**Problem details:** Pick out each line of the records that includes the string "green", and copy it.

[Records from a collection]
┌──

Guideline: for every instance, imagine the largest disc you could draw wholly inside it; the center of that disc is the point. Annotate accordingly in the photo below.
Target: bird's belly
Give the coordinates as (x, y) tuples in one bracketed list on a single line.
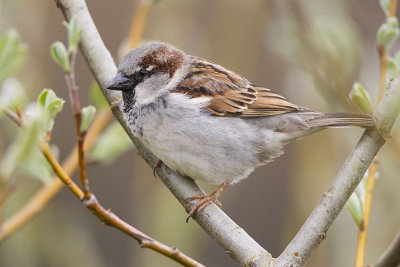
[(207, 148)]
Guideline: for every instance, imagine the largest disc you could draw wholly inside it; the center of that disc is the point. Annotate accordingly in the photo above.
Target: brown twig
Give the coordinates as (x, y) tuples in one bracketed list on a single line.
[(80, 136), (391, 256), (110, 219), (362, 234), (42, 197), (104, 215)]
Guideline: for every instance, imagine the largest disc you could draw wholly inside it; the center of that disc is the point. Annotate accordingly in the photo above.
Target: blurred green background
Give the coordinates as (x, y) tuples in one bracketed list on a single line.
[(310, 51)]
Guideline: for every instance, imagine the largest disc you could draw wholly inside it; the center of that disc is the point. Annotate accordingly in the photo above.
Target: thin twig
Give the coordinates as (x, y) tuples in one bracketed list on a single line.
[(391, 256), (109, 218), (42, 197), (80, 136), (332, 202), (362, 234), (392, 9), (238, 244)]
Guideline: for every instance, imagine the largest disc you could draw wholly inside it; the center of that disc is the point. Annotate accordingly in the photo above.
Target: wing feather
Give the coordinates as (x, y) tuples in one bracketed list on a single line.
[(230, 94)]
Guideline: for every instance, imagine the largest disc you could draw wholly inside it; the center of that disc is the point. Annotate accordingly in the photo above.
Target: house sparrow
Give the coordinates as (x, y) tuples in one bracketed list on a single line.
[(207, 122)]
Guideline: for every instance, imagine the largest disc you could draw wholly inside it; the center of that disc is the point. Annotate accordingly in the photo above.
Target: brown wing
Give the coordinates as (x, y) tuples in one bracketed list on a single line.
[(231, 94)]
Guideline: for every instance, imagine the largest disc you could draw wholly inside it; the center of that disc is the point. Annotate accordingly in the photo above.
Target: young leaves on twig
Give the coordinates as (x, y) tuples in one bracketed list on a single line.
[(58, 50), (388, 32), (12, 54), (74, 33), (12, 95), (60, 55), (360, 98), (87, 115), (51, 105)]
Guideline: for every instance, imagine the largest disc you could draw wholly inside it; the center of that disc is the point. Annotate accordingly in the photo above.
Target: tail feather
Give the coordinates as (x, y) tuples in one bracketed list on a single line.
[(340, 120)]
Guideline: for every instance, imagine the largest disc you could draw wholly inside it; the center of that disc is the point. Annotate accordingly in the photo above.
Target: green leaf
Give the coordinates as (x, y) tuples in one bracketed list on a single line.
[(388, 32), (60, 55), (51, 105), (393, 68), (12, 94), (87, 115), (74, 33), (12, 54), (111, 144), (97, 97), (355, 208), (360, 98), (385, 5), (27, 140)]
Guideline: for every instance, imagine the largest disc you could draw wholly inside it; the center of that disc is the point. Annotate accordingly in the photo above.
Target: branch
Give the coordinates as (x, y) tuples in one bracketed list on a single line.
[(213, 220), (109, 218), (314, 229), (40, 199), (391, 256)]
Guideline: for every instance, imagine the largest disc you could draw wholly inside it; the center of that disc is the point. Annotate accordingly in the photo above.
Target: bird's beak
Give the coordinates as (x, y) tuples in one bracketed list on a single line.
[(120, 83)]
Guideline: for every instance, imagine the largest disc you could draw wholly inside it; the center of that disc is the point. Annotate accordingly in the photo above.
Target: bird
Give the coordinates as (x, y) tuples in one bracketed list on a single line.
[(207, 122)]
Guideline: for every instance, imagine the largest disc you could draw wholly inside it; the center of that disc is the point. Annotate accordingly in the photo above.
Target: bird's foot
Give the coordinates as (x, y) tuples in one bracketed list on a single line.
[(157, 165), (205, 200)]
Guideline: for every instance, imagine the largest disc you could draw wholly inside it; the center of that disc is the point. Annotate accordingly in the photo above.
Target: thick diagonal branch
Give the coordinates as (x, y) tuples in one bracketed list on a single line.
[(333, 200), (214, 221)]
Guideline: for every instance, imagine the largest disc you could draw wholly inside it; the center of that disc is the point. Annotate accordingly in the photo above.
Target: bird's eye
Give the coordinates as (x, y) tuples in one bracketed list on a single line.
[(143, 72)]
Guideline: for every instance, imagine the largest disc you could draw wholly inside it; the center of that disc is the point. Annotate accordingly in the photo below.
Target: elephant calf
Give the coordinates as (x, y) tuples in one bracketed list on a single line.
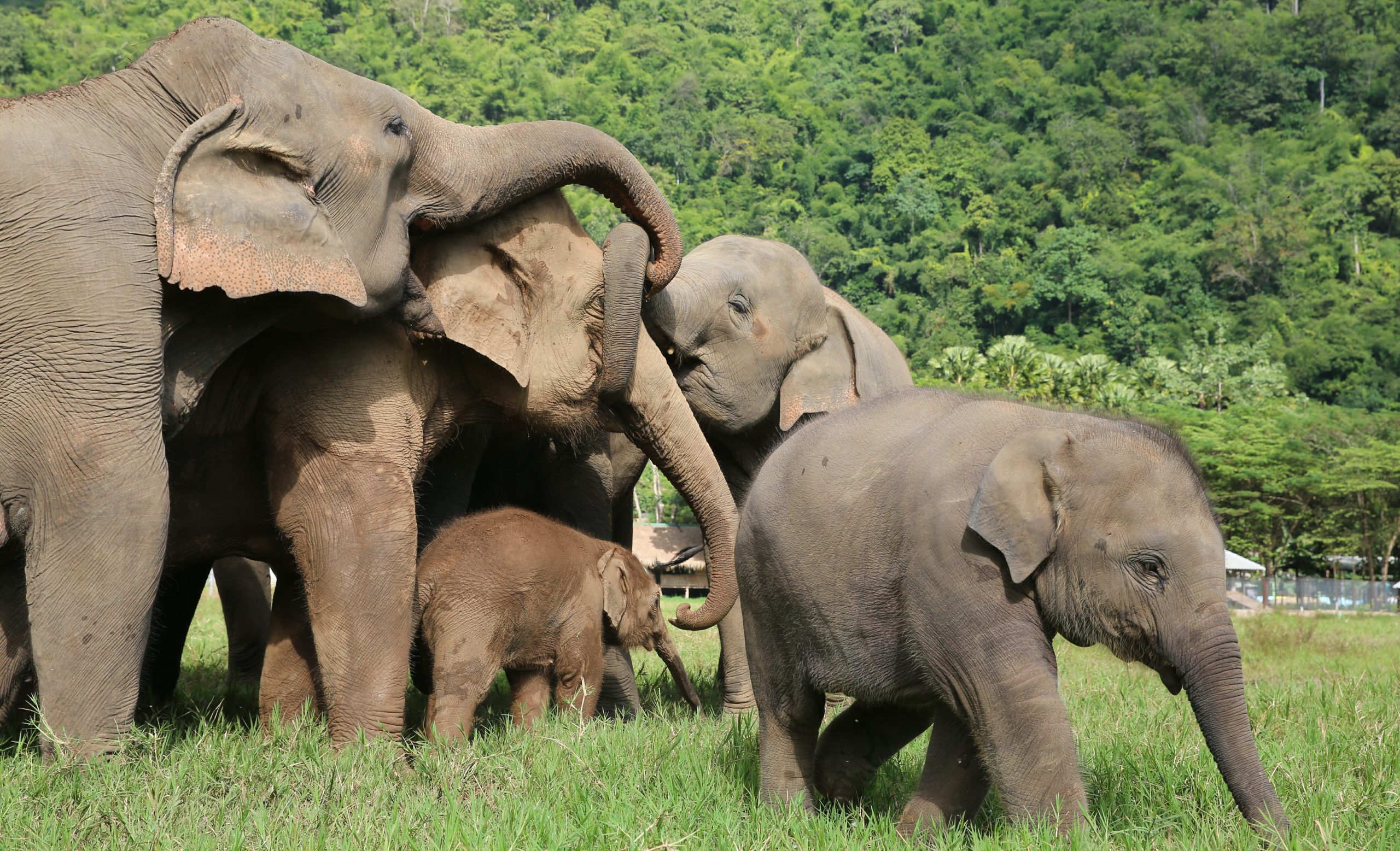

└──

**Exercise output:**
Target: blurred green background
Target: green leaf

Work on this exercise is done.